Sem percorrer os meandros dessa querela particular, pretendo sugerir que o argumento cético mais relevante para considerar o tema da crença indica o inelutável dos atos de crer, a despeito da defesa clássica de uma forma de vida “adoxática”, sem opiniões e crenças. Tal sugestão implica a consideração de um outro modo cético de definir e lidar com as crenças.

O tratamento alternativo pode ser encontrado em um conjunto de argumentos – os Dez Modos de Enesidemo –, desenvolvidos pelo pensador cético antigo de mesmo nome e glosados na obra de Sexto Empírico, concebida no século III e já aqui referida, os Esboços do pirronismo (Hipotiposes pirronianas). Os Dez Modos, ou argumentos, formam um conjunto de situações tipificadas segundo um modelo comum, nas quais a suspensão do juízo aparece como necessária. Em todos os modos apresenta-se o mesmo problema filosófico, qual seja, o da relatividade de nossas percepções e juízos, sustentada por uma diversidade de circunstâncias que os afetam. A depender de uma determinada circunstância em que nos encontramos, nosso juízo inclina-nos a sustentar uma proposição, digamos, X a respeito do caso em questão; uma vez alterada a circunstância, e diante do mesmo caso posto sob nosso juízo, somos conduzidos a validar a proposição Y, de direção inversa. E já que não temos como decidir acerca da melhor circunstância de observação sobre o caso, a suspensão do juízo se impõe, a respeito das proposições apresentadas[13].

A estrutura lógica comum dos Dez Modos foi formalizada da seguinte maneira por Julia Annas e Jonathan Barnes[14]: (i) x parece ser F em S; (ii) x parece ser F* em S*; (iii) não temos como preferir S a S* ou vice-versa; (iv) não temos como afirmar e nem como negar que x seja realmente F ou F*. Sendo que x é um fenômeno qualquer; F e F* são os modos pelos quais x aparece ou significa ao observador; S e S* são as circunstâncias

nas quais x aparece, respectivamente, como F ou F*.

Para os fins desta análise, importa considerar o décimo argumento do decálogo de Enesidemo. O assim chamado 10º Modo de Enesidemo, utilizado no século XVI por Michel de Montaigne, em sua Apologia de Raymond Sebond, pode ser considerado como o argumento antietnocêntrico do ceticismo. De acordo com sua formulação, há entre as sociedades humanas uma ampla variedade de formas de vida, baseadas em diferentes hábitos, leis, dogmas e crenças lendárias (mitiké písteis). É de notar que, em gritante oposição ao espírito etnocêntrico coevo de Heródoto – para quem os egípcios negavam em todas as suas práticas sociais as regras básicas da humanidade –, Enesidemo apresenta seu argumento como uma forma de veto a qualquer juízo intercultural[15]: cada uma das formas de vida humanas aparece como “verdadeira” em seus próprios termos; nenhuma delas poderia ser tomada como critério para a refutação de outras formas de vida[16].

INFORMAÇÕES FORNECIDAS:
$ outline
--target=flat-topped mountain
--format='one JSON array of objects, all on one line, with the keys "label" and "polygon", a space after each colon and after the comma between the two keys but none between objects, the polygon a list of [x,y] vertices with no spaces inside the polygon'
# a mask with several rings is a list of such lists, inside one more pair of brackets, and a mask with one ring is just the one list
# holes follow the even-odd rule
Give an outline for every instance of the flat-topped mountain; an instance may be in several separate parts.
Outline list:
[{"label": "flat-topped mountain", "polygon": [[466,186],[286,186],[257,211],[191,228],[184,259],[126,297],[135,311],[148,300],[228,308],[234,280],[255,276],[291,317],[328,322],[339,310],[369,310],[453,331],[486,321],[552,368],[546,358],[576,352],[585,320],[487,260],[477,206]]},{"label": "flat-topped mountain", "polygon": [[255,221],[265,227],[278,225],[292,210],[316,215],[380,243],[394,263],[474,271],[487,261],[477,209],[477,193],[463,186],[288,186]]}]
--
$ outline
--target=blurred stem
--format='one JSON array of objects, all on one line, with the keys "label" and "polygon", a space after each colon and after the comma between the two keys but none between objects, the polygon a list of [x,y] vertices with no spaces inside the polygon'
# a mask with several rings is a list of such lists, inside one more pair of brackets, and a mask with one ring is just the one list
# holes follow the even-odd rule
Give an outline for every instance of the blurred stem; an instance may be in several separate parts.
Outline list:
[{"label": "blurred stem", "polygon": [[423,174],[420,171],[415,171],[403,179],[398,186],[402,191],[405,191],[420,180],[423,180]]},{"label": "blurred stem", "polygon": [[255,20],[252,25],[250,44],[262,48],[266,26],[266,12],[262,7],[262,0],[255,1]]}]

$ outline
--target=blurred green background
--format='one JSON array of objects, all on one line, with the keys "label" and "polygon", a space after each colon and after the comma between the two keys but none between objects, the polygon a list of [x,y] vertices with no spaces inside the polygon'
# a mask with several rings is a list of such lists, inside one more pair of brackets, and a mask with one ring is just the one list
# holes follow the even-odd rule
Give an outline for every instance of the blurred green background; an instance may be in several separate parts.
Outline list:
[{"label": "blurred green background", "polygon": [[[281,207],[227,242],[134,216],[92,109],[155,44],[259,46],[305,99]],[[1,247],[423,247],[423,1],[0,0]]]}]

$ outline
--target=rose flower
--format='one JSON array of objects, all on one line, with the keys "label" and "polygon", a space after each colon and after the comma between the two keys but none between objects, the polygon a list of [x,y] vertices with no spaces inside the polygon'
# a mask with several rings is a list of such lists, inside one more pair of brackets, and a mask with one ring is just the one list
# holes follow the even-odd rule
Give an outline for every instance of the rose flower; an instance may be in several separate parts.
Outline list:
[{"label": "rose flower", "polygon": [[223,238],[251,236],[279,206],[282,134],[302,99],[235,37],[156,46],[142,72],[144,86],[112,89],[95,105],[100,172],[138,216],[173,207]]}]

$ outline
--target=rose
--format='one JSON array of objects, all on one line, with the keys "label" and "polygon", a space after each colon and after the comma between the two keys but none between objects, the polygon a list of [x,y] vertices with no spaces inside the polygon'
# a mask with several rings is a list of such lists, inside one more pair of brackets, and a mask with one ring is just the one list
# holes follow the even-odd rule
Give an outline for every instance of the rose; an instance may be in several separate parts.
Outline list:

TAREFA PROPOSTA A:
Transcreva o trecho do texto sobre os Dez Modos de Enesidemo desde "Sem percorrer os" até "com as crenças.", incluindo este último.
TAREFA PROPOSTA B:
Prossiga o texto sobre os Dez Modos de Enesidemo a partir do ponto em que ele para.

RESPOSTA CORRETA A:
Sem percorrer os meandros dessa querela particular, pretendo sugerir que o argumento cético mais relevante para considerar o tema da crença indica o inelutável dos atos de crer, a despeito da defesa clássica de uma forma de vida “adoxática”, sem opiniões e crenças. Tal sugestão implica a consideração de um outro modo cético de definir e lidar com as crenças.

RESPOSTA CORRETA B:
No argumento de Enesidemo, písteis e dogmata – crenças e dogmas – aparecem como componentes ordinários e necessários da vida social, e não como modos patológicos da cognição dogmática. Trata-se de forças operativas, definidoras de padrões de sociabilidade: os motivos das ações humanas derivam de um repertório posto por valores e determinações inscritos no campo da crença e do dogma. Crer em uma divindade comum ou em uma regra moral, por exemplo, afeta de modo decisivo a forma da sociabilidade. Nesse sentido, e contrariando a letra da disposição cética original – o ideal de uma vida sem crenças –, tudo indica ser impossível não possuir crenças, mesmo para um cético. Mas, qualquer que seja o padrão de apego que um cético mantém com as crenças ordinárias, uma questão mais importante subsiste: qual a diferença entre os dois tipos de dogmata mencionados acima?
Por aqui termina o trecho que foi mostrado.